**WHAT IS REQUIRED**
The lines to copy are those in the listing below that contain the word "light".

....

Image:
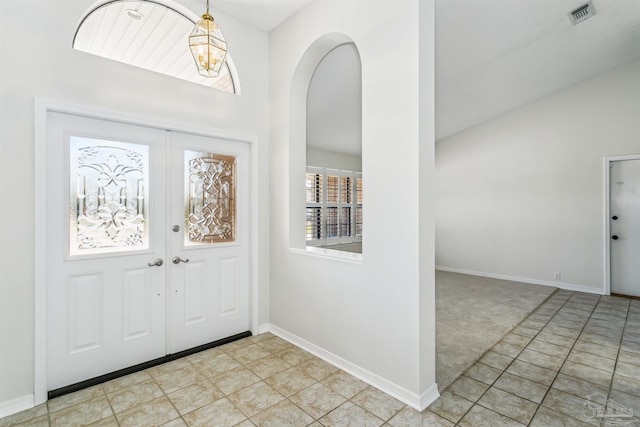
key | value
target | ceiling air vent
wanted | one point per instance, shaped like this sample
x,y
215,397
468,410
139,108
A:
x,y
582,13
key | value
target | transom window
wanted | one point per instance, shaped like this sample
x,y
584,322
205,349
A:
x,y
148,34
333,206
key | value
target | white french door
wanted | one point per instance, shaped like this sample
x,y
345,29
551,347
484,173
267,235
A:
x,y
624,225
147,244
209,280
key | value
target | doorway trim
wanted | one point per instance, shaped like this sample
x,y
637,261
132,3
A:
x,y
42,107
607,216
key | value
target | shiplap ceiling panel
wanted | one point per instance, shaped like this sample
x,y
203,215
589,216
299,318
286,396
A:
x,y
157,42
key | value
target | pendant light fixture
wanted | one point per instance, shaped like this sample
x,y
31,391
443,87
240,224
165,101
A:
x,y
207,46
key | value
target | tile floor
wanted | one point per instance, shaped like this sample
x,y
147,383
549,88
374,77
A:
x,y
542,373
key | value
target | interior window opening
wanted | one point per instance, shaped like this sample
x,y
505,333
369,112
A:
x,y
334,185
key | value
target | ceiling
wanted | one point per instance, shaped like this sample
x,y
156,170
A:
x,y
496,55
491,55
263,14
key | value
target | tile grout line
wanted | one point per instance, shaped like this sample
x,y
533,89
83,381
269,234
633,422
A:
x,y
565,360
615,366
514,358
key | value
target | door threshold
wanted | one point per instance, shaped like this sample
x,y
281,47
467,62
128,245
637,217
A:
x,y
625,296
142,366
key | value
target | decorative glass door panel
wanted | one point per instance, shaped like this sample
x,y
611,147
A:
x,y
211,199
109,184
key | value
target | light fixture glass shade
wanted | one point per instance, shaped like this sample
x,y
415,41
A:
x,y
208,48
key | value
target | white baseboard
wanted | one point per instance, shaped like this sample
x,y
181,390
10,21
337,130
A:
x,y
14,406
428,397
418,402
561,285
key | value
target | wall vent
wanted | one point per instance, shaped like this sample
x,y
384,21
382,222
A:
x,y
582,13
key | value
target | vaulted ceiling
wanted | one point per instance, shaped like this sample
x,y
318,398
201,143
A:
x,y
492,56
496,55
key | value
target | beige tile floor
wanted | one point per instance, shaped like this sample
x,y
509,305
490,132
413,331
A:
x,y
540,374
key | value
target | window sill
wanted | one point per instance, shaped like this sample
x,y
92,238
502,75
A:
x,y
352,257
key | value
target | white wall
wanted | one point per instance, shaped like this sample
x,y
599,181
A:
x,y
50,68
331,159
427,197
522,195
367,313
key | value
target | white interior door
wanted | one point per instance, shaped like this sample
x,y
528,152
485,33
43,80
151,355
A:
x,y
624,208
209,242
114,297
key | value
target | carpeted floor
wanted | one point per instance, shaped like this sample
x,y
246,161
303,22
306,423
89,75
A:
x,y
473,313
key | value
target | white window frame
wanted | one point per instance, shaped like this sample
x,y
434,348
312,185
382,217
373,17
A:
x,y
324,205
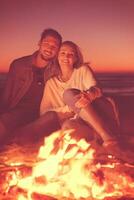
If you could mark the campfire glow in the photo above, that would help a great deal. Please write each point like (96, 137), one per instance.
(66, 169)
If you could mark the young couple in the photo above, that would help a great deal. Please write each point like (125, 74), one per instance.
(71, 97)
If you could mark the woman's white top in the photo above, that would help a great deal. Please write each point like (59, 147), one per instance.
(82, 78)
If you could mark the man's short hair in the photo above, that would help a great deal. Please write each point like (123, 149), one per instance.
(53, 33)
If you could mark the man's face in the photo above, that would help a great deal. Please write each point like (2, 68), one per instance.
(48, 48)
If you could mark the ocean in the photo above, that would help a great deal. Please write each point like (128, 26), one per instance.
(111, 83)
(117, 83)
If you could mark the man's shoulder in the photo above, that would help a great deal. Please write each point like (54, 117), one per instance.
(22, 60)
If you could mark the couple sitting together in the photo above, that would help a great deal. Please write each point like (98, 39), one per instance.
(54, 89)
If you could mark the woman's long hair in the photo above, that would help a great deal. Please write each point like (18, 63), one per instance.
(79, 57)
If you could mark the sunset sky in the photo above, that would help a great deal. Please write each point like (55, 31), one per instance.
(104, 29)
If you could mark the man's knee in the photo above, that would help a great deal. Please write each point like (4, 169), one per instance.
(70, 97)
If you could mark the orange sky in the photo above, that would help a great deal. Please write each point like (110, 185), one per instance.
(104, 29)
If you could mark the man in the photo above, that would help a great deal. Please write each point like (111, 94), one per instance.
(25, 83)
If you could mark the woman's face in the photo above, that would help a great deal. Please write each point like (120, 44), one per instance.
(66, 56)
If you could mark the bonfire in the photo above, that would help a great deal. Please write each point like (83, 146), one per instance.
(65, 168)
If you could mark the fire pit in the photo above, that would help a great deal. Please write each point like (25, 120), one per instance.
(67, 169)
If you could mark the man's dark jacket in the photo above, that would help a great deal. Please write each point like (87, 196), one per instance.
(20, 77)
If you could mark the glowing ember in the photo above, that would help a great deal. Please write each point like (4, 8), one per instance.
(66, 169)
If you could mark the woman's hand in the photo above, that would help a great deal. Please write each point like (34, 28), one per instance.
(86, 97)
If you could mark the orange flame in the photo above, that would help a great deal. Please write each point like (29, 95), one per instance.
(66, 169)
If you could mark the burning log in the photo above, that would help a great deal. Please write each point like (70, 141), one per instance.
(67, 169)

....

**SOLUTION FOR THIS TASK**
target | pendant light fixture
target | light fixture glass shade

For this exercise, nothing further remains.